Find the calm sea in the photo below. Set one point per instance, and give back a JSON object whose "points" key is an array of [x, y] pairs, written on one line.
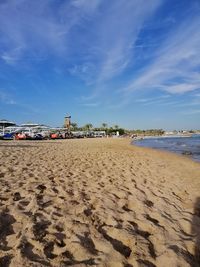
{"points": [[180, 145]]}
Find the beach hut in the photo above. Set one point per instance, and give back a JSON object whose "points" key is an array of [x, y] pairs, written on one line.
{"points": [[6, 123]]}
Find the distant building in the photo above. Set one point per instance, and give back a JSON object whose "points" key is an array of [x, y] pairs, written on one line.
{"points": [[67, 122]]}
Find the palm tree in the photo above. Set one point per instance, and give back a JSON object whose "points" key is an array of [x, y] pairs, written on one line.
{"points": [[88, 126]]}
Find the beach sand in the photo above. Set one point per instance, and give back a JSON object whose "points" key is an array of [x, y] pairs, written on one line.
{"points": [[97, 202]]}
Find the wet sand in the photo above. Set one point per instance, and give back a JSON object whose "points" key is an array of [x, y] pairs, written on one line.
{"points": [[97, 202]]}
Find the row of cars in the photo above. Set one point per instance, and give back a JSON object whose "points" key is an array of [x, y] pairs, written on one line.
{"points": [[33, 136]]}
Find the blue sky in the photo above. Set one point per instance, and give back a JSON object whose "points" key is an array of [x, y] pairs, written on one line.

────

WHAT IS EXPECTED: Leave out the images and copy every record above exactly.

RESPONSE TO THIS EXERCISE:
Find the calm sea in the photo below. Set one point per instance, and give back a JSON object whose "points" key is an array of [x, y] pairs, written on one line.
{"points": [[180, 145]]}
Find the beach hut in the photo above. Set one point per instance, and give back a JSON object whose "points" key is an array of [x, y] pairs, written on one line.
{"points": [[6, 123]]}
Find the distant building in the photo above. Set one point per instance, and give back a JSON object whose "points" key is an array of [x, y] pairs, written on one line.
{"points": [[67, 122]]}
Find the palm tree in the photo above. Set one point per instance, and give back a JSON object whose "points" key is an array of [x, y] pairs, written on one line.
{"points": [[88, 126]]}
Find the beach sand in the photo above. Set one point per instance, and give back a JSON object whose "points" key is an array of [x, y] pairs, written on one line.
{"points": [[97, 202]]}
Find the wet sand in the photo above. Set one point per instance, and give back a JSON object whose "points" key is an array of [x, y] pairs, written on one line.
{"points": [[97, 202]]}
Find the row of cars in the photo above. Set one point per instance, and give back a JSON object whose "points" key is an array of [x, y] pairs, written on one line.
{"points": [[33, 136]]}
Find the blue sky in the photo above. Set one point per instance, and give back a JSON object whose "points" key is an array of [x, y] pairs, written on one line.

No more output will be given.